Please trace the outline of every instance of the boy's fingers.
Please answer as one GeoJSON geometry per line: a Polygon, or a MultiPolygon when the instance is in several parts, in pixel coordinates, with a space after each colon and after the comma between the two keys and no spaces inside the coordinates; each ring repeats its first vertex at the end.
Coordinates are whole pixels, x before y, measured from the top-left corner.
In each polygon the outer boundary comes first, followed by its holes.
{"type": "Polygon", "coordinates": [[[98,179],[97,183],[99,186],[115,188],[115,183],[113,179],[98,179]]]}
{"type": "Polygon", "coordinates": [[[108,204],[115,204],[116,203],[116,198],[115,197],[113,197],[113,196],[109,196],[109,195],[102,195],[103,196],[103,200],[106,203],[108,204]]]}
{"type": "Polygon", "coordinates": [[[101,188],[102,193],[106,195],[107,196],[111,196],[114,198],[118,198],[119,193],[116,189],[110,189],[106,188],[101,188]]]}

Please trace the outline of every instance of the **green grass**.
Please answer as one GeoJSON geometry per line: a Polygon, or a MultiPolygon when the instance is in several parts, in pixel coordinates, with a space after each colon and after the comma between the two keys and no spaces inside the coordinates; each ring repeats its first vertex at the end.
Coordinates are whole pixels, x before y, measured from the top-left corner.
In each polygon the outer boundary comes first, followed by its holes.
□ □ □
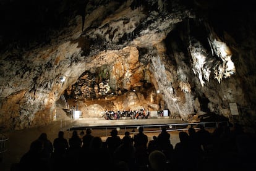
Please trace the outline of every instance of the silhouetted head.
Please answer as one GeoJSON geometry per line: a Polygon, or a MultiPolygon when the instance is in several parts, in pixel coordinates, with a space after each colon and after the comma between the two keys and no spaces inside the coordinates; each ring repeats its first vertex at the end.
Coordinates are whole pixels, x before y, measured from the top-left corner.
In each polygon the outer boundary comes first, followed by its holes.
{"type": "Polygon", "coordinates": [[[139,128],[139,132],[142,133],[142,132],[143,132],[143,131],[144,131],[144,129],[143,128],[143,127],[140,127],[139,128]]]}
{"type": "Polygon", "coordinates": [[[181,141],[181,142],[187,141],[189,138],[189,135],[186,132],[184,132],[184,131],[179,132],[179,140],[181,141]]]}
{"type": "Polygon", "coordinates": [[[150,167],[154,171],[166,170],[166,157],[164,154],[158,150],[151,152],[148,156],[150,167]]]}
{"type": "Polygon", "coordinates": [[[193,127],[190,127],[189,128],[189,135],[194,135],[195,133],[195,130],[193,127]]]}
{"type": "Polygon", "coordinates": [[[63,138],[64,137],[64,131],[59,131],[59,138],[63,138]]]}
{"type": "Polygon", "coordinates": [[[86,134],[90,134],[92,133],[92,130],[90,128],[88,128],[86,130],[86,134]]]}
□ □ □
From the entries above, pick out each line containing the word "every" and copy those lines.

» **RESULT**
Please trace the outline of every instance of the boy's fingers.
Please trace the outline of every instance of the **green grass**.
Please trace the outline of every instance of the silhouetted head.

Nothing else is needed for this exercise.